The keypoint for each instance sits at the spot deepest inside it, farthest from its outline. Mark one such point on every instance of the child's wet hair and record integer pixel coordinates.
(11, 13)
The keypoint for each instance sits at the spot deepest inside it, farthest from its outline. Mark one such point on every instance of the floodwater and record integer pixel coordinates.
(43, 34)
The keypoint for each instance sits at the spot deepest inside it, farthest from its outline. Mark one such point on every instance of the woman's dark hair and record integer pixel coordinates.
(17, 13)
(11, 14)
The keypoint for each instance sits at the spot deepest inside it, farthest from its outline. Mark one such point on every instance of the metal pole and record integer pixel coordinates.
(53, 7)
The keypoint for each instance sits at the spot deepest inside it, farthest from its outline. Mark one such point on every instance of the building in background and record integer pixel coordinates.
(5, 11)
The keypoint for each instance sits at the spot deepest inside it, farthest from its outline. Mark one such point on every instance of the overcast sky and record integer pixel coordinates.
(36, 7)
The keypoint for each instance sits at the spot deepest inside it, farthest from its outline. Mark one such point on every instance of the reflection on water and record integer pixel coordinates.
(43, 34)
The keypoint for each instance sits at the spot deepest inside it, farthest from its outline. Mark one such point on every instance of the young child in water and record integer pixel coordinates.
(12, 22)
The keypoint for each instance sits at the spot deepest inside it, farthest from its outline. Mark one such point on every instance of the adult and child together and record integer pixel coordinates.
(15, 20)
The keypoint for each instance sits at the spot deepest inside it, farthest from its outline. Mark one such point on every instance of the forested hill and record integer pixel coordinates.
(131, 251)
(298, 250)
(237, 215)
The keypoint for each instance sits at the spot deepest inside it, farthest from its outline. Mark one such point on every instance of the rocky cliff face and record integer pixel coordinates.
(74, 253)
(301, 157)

== WHAT TO DO ==
The reply must consist solely of the lines from the one containing "together and record integer pixel coordinates." through the last line of the data, reproduced exactly.

== RESPONSE ==
The keypoint for each instance sits at the spot deepest inside it, farthest from its outline. Mark one such point on every instance of the adult and child together and record integer pixel coordinates.
(15, 20)
The keypoint for each instance sits at the spot deepest inside it, farthest from its outline. Mark one such point on every instance of the forested hill and record integer pixel coordinates.
(131, 251)
(298, 250)
(237, 215)
The keypoint for each instance sits at the spot deepest inside it, farthest from its outline. Mark one such point on every instance of the rocky cliff face and record integer pixel coordinates.
(74, 253)
(301, 157)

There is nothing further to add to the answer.